[Source data]

.....

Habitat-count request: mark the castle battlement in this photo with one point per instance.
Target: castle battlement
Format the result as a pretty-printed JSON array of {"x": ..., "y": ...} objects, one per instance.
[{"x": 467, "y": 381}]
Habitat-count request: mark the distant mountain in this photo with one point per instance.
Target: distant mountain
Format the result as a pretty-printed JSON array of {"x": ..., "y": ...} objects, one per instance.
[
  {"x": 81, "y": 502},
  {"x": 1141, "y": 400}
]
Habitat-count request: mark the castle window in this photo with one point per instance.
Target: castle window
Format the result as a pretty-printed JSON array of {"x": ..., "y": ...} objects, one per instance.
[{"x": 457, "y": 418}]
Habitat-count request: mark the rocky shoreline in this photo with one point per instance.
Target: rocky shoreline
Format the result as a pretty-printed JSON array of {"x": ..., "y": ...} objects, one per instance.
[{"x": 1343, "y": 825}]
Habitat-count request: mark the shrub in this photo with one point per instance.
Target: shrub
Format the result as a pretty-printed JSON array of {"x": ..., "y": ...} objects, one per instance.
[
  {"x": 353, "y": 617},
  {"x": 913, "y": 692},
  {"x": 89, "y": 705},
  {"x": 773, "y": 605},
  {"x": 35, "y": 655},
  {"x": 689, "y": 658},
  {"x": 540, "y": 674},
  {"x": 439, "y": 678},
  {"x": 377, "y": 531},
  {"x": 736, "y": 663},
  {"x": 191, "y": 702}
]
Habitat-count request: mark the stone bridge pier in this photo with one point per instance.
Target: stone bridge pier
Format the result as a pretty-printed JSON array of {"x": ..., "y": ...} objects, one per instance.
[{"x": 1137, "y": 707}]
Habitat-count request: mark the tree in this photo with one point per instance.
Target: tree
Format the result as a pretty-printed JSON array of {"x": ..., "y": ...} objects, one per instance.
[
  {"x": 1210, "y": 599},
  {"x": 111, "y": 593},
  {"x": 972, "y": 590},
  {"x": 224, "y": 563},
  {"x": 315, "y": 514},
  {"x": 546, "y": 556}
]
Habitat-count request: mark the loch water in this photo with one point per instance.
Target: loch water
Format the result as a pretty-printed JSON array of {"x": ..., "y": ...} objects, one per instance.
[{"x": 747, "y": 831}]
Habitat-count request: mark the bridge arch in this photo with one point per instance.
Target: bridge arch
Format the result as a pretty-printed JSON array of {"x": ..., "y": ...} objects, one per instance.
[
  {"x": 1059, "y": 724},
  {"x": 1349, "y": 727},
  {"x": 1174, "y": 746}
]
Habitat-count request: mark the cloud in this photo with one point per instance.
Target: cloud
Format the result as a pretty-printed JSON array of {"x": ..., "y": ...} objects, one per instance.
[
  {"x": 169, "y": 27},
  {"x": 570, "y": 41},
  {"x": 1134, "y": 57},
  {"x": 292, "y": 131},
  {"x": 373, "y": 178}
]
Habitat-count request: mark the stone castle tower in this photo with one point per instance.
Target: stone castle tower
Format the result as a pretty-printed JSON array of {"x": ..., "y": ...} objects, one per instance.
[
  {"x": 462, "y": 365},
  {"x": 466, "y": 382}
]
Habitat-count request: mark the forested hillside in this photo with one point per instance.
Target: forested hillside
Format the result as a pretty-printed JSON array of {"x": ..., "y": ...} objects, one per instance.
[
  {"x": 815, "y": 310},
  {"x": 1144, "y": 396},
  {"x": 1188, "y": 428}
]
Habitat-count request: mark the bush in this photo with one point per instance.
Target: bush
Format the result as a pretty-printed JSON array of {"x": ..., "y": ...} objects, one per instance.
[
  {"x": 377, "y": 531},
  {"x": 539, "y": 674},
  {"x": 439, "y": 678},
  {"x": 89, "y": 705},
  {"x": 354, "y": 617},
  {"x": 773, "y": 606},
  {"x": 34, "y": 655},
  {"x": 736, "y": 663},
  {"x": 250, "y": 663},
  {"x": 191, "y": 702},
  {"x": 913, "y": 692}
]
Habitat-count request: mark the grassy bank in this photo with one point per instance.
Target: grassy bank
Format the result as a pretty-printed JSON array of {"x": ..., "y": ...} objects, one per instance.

.....

Task statement:
Retype every entry word for word.

Answer space:
Habitat-count request: mark the castle battlement in this photo with one point per instance.
Target: castle battlement
Format the result as a pretty-printed JSON array of {"x": ..., "y": ...} objects, one per instance.
[{"x": 467, "y": 381}]
Habitat-count request: mark the distant mountain in this photo with one point per instance.
Target: distant mountain
Format the result as a pretty-printed JSON array of {"x": ..., "y": ...} objects, one per instance.
[
  {"x": 81, "y": 502},
  {"x": 1141, "y": 400}
]
Habitat-count request: mark the castle window in this photo with one point per instance.
Target: castle window
Format the result as a pretty-printed JSON array of {"x": ..., "y": ...} objects, one per instance.
[{"x": 457, "y": 418}]
Habitat-count request: mark the rocky shoreline in this photo with one point per instance.
Target: rocky shoreline
Format the result as a pretty-printed JSON array of {"x": ..., "y": ...} objects, one per instance.
[{"x": 1343, "y": 825}]
Habitat-count request: mark the shrub in this photo with one point per instance.
Target: shrub
Format the result as a pretty-printed JSON array of {"x": ..., "y": ...} objects, one per instance.
[
  {"x": 353, "y": 617},
  {"x": 913, "y": 692},
  {"x": 89, "y": 705},
  {"x": 773, "y": 605},
  {"x": 35, "y": 655},
  {"x": 689, "y": 658},
  {"x": 540, "y": 674},
  {"x": 439, "y": 678},
  {"x": 377, "y": 531},
  {"x": 736, "y": 663},
  {"x": 191, "y": 702}
]
Habitat-count request: mark the stone bridge pier in this photo with one point per instance.
Target: stone bridge pier
Format the result as a pretty-printed JSON array of {"x": ..., "y": ...} objects, one per instance.
[{"x": 1137, "y": 707}]
Habitat-count request: mark the tree in this photo with one point per instance.
Target: tree
Format the result as a pretty-printed JSON array of {"x": ..., "y": ...} objects, one per instance.
[
  {"x": 1210, "y": 599},
  {"x": 111, "y": 593},
  {"x": 972, "y": 590},
  {"x": 224, "y": 563},
  {"x": 315, "y": 514},
  {"x": 546, "y": 556}
]
Habitat-count request: mark the loch water in this photo with one point per instance.
Target: loch water
Format the result as a pretty-printed JSON array of {"x": ..., "y": ...} objects, one per instance.
[{"x": 747, "y": 831}]
Habitat-count request: mark the bridge arch in this photo with one point per instance.
Target: bridge arch
Format the result as a pretty-printed JSON array of {"x": ..., "y": ...} objects, one per instance.
[
  {"x": 1059, "y": 724},
  {"x": 1349, "y": 727},
  {"x": 1174, "y": 746}
]
Habitat-count request: mark the cloud in this photo with one point per instance.
Target: cloud
Format the result as a pretty-printed JSON array of {"x": ..., "y": ...} objects, one per instance.
[
  {"x": 169, "y": 27},
  {"x": 570, "y": 41},
  {"x": 1134, "y": 57},
  {"x": 292, "y": 131},
  {"x": 373, "y": 178}
]
Habitat-count request: mark the stone castle tower in this photo with one point per instance.
Target: stone castle tower
Format the result as a pretty-printed JSON array of {"x": ..., "y": ...} objects, one per instance.
[
  {"x": 462, "y": 365},
  {"x": 466, "y": 382}
]
Habitat-count request: mark the forested hillside in this photo with one point per instance.
Target: forested hillside
Format the result as a pretty-printed JSON array of {"x": ..., "y": ...} objects, one per instance.
[
  {"x": 815, "y": 310},
  {"x": 1144, "y": 396},
  {"x": 1188, "y": 428}
]
Habitat-count request: mark the bush in this photo with one point per instance.
Target: bush
Format the result as a pretty-printed JSON array of {"x": ..., "y": ...} objects, one per instance.
[
  {"x": 377, "y": 531},
  {"x": 539, "y": 674},
  {"x": 439, "y": 678},
  {"x": 89, "y": 705},
  {"x": 354, "y": 617},
  {"x": 773, "y": 606},
  {"x": 34, "y": 655},
  {"x": 736, "y": 663},
  {"x": 250, "y": 663},
  {"x": 191, "y": 702},
  {"x": 913, "y": 692}
]
Habitat-count request: mark the grassy bank in this photo with one point per instance.
Target: grassy bank
Format the result as a pretty-printed JSON array of {"x": ..., "y": ...} objects, one per instance.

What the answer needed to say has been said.